Your assignment: Output all of the listing, leaving every line exactly as written.

Records for this exercise:
....
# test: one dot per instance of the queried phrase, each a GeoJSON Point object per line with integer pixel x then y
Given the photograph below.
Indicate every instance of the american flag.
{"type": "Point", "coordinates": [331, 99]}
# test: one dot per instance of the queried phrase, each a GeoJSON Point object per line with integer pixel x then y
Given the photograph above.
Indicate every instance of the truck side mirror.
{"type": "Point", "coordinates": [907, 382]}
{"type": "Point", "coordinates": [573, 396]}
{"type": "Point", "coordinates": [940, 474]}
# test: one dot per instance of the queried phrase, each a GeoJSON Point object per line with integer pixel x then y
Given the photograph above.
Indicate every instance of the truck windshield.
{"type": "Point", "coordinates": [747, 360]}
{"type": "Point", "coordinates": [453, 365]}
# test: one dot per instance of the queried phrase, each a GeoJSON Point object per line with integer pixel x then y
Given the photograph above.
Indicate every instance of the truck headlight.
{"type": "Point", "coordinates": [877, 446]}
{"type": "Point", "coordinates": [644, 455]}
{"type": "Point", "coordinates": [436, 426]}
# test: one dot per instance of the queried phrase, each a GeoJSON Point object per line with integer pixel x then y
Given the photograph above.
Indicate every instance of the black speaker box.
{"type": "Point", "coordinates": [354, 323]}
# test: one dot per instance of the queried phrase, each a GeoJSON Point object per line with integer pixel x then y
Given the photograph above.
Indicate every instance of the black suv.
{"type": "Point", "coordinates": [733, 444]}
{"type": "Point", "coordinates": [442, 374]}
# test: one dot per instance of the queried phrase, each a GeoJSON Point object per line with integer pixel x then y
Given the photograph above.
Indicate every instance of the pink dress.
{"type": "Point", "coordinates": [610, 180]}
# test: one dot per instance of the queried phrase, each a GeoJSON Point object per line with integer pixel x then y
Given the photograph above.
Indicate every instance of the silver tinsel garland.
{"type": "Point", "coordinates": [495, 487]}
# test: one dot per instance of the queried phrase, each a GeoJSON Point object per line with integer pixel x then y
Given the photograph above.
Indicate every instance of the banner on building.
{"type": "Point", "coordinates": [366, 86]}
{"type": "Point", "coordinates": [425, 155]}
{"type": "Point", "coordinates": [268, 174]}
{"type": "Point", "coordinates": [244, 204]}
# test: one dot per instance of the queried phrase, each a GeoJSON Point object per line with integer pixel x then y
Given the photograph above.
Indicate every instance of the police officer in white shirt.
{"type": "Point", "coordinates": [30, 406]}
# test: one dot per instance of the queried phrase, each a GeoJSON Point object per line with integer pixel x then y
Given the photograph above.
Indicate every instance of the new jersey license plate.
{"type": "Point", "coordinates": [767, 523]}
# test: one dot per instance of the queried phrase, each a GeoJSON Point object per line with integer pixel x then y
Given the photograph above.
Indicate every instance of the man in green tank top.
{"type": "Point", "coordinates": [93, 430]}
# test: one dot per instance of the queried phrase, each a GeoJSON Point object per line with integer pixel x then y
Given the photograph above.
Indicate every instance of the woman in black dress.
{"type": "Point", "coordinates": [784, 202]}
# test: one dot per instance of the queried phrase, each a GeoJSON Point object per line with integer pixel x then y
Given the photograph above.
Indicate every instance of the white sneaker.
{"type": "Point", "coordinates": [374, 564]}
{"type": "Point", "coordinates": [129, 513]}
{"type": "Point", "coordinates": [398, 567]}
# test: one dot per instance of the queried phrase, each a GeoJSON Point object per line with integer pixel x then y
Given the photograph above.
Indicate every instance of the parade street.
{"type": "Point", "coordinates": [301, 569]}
....
Expected output:
# test: one dot per instance of the queried phrase, each a GeoJSON Point object per line with integer pixel x then y
Given the photograph below.
Indicate every instance of the american flag.
{"type": "Point", "coordinates": [331, 99]}
# test: one dot per instance of the queried phrase, each a GeoJSON Point object per line with integer pixel x then y
Given the photograph above.
Indicate every instance of the truck side mirror.
{"type": "Point", "coordinates": [907, 382]}
{"type": "Point", "coordinates": [573, 396]}
{"type": "Point", "coordinates": [940, 474]}
# test: one dot per instance of the queried phrase, each a GeoJSON Point object per line with integer pixel x then y
Given the photograph above.
Indicate every instance of the truck windshield.
{"type": "Point", "coordinates": [747, 360]}
{"type": "Point", "coordinates": [453, 365]}
# test: one dot per instance of the queried phrase, each a GeoJSON Point object per line with integer pixel x then y
Given the photograph above.
Indicate every instance of the truck headlight.
{"type": "Point", "coordinates": [877, 446]}
{"type": "Point", "coordinates": [644, 455]}
{"type": "Point", "coordinates": [436, 426]}
# test: one dot per instance of the queried phrase, each a GeoJSON Point object per line with integer pixel x then y
Given the photograph above.
Indicate every instance of the black speaker box.
{"type": "Point", "coordinates": [354, 323]}
# test: one dot per instance of the queried phrase, each a GeoJSON Point object per line with integer pixel x then y
Given the photograph above.
Indicate every instance of the black suv.
{"type": "Point", "coordinates": [733, 444]}
{"type": "Point", "coordinates": [442, 374]}
# test: one dot per instance of the queried phrase, each a GeoJSON Point object per line with integer pixel x then y
Given the photograph above.
Indicate every instance of the pink dress.
{"type": "Point", "coordinates": [610, 180]}
# test: one dot per instance of the queried phrase, each a GeoJSON Point object per line with integer pixel x then y
Given the photograph above.
Indicate every instance of the silver tinsel garland.
{"type": "Point", "coordinates": [495, 487]}
# test: one dot per instance of the queried phrase, each a GeoJSON Point object per line with integer pixel x then y
Given the photograph above.
Indicate every instance of the banner on building.
{"type": "Point", "coordinates": [366, 86]}
{"type": "Point", "coordinates": [425, 155]}
{"type": "Point", "coordinates": [268, 174]}
{"type": "Point", "coordinates": [244, 204]}
# test: one dot per instance of the queried phrase, each a GeoJSON Point object per line with integer pixel x then y
Given the photograph above.
Indicate every instance of the police officer in white shirt.
{"type": "Point", "coordinates": [30, 406]}
# test: one dot per instance of the queried phrase, each a GeoJSON Point object per line with integer pixel x then y
Given the photograph above.
Indicate every instance of the new jersey license plate.
{"type": "Point", "coordinates": [767, 523]}
# test: one dot per instance of the queried phrase, each a GeoJSON Point object per line with integer pixel x then y
Given the photograph above.
Indicate every instance of the man in green tank top.
{"type": "Point", "coordinates": [93, 430]}
# test: one dot per instance of the queried phrase, each a GeoJSON Point object per line with integer pixel x then y
Given the photograph above.
Indicate every instance of the woman in black dress.
{"type": "Point", "coordinates": [784, 202]}
# test: one dot per instance of the queried phrase, each a GeoJSON Point object per line with integer pixel x then y
Given the photograph above.
Indicate every instance of the white sneaker.
{"type": "Point", "coordinates": [374, 564]}
{"type": "Point", "coordinates": [129, 513]}
{"type": "Point", "coordinates": [398, 567]}
# test: one dot per instance of the queried phrase, each a GeoJSON Point object per line with integer pixel x then y
Given the photograph above.
Indicate every instance of the parade street.
{"type": "Point", "coordinates": [301, 569]}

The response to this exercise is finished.